PROVIDED RECORDS:

━━━━━━━━━━━━━━━━━━━━━━━━━━━━━━

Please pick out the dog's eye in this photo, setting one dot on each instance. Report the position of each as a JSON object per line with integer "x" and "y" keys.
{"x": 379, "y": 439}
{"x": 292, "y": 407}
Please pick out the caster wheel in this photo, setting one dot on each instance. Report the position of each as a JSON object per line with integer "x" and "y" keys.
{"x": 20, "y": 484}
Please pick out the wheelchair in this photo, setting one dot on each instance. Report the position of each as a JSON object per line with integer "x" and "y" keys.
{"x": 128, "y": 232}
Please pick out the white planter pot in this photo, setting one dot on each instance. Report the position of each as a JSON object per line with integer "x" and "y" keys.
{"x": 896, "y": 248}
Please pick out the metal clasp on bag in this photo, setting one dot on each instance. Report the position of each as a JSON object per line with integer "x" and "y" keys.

━━━━━━━━━━━━━━━━━━━━━━━━━━━━━━

ACTIVITY:
The full listing above needs to be given again exactly.

WRITTEN SOLUTION:
Please pick out the dog's eye in this photo, setting one dot on each instance. Report the position of each as a JSON object per line with integer "x" and "y" keys.
{"x": 379, "y": 439}
{"x": 292, "y": 407}
Please pick out the caster wheel in this photo, setting one dot on each instance. Report the position of each as a JSON object per line with integer "x" and "y" keys.
{"x": 20, "y": 484}
Please pick out the wheelchair in this photo, setting one dot on each instance. Report the position of each as a JSON object per line with integer "x" and "y" keys.
{"x": 128, "y": 232}
Please pick out the white planter pot in this photo, setting one dot on each instance. Report the position of each as a JSON object per line with integer "x" and "y" keys.
{"x": 896, "y": 248}
Please pick out the metal clasp on bag in this photo, setting one dot on each instance. Report the position of each as a JSON object per line with integer "x" and "y" keys.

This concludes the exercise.